# Natural Language Process Analysis
Sentiment analysis and LDA topic identification. **Please make sure to insert the path to this folder here.**


In [None]:
folder_path = '/content/drive/MyDrive/Colab Notebooks/381 Final Project/ML Final Project/'

## Import Necessary Libraries

In [None]:
!pip install numpy==1.25.2



In [None]:
!pip install --upgrade gensim nltk

import pandas as pd
import numpy as np
import re
import ast
import joblib

from sklearn.linear_model import LogisticRegression
from sklearn.feature_extraction.text import TfidfVectorizer

import gensim as gs
from gensim import corpora, models, similarities
from gensim.models import LdaModel
from gensim.utils import simple_preprocess
import matplotlib.pyplot as plt

import nltk as nl
from nltk.corpus import stopwords
from nltk.stem import WordNetLemmatizer
nl.download('wordnet')
nl.download('stopwords')

import kagglehub
path = kagglehub.dataset_download("kazanova/sentiment140")

from google.colab import drive
drive.mount('/content/drive')



[nltk_data] Downloading package wordnet to /root/nltk_data...
[nltk_data]   Package wordnet is already up-to-date!
[nltk_data] Downloading package stopwords to /root/nltk_data...
[nltk_data]   Package stopwords is already up-to-date!


Drive already mounted at /content/drive; to attempt to forcibly remount, call drive.mount("/content/drive", force_remount=True).


## Sentiment Analysis with Pytorch Logistic Regression (smaller dataset)

This code can be found in the Sentiment_Analysis_Pytorch.ipynb notebook.

## Sentiment Analysis with Sklearn Logistic Regression (entire dataset)

Train a sentimental analysis model using the [Sentiment140](https://www.kaggle.com/datasets/ferno2/training1600000processednoemoticoncsv?resource=download) which has labelled sentiment for large amounts of text

In [None]:
columns = ['target', 'ids', 'date', 'flag', 'user', 'text']
sentiment140_path = folder_path + 'training.1600000.processed.noemoticon.csv'
sent_df = pd.read_csv(sentiment140_path, encoding='latin-1', header=None, names=columns)

### Required task A
List every column name that the sentiment analysis notebook assigns when it reads the Sentiment140 file.
### Required task B
Carry on writing the sentiment analysis notebook, starting right after its final line of code.
The material that comes next is from a separate source, unrelated to the sentiment analysis notebook.

### Data section
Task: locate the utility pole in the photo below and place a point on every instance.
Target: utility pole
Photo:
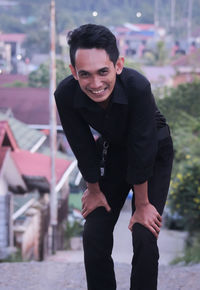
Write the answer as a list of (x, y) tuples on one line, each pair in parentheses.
[(52, 111), (172, 20), (189, 20), (156, 16)]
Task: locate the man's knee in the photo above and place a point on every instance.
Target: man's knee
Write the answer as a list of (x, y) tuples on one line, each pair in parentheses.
[(144, 239)]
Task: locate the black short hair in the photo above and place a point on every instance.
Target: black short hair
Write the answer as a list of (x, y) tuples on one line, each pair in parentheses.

### Expected answer A
target, ids, date, flag, user, text

### Expected answer B
In [None]:
# keep 0 and 4 (pos and neg)
sent_df = sent_df[sent_df['target'].isin([0,4])]
sent_df['label'] = sent_df['target'].map({0: 0, 4: 1})

sent_df = sent_df.sample(10000, random_state=72)

In [None]:
X_train = sent_df['text'].tolist()
y_train = sent_df['label'].tolist()

In [None]:
translated_data_path = folder_path + 'spotifydata_translated_combined.csv'
sentiment_df = pd.read_csv(translated_data_path)

  sentiment_df = pd.read_csv(translated_data_path)


In [None]:
stop_words = stopwords.words('english')
lemmatizer = WordNetLemmatizer()

def preprocess(text):
    #removes section headers
    text = re.sub(r"\[[^\]]+\]", "", text)
    tokens = []

    for word in simple_preprocess(text, deacc=True):
        if word not in stop_words:
            tokens.append(lemmatizer.lemmatize(word))

    return tokens

sentiment_df['tokens'] = sentiment_df['lyrics'].astype(str).apply(preprocess)

In [None]:
sent_df['tokens'] = sent_df['text'].apply(preprocess)
print(sent_df['tokens'])

486826                                 [talyuhh, miss, tooo]
250439     [jessemccartney, heyy, jesse, please, show, uk...
7702       [happy, opening, day, wish, could, getting, re...
34115                        [wobblybob, naa, family, issue]
854681     [quiet, lately, around, reason, http, www, nin...
                                 ...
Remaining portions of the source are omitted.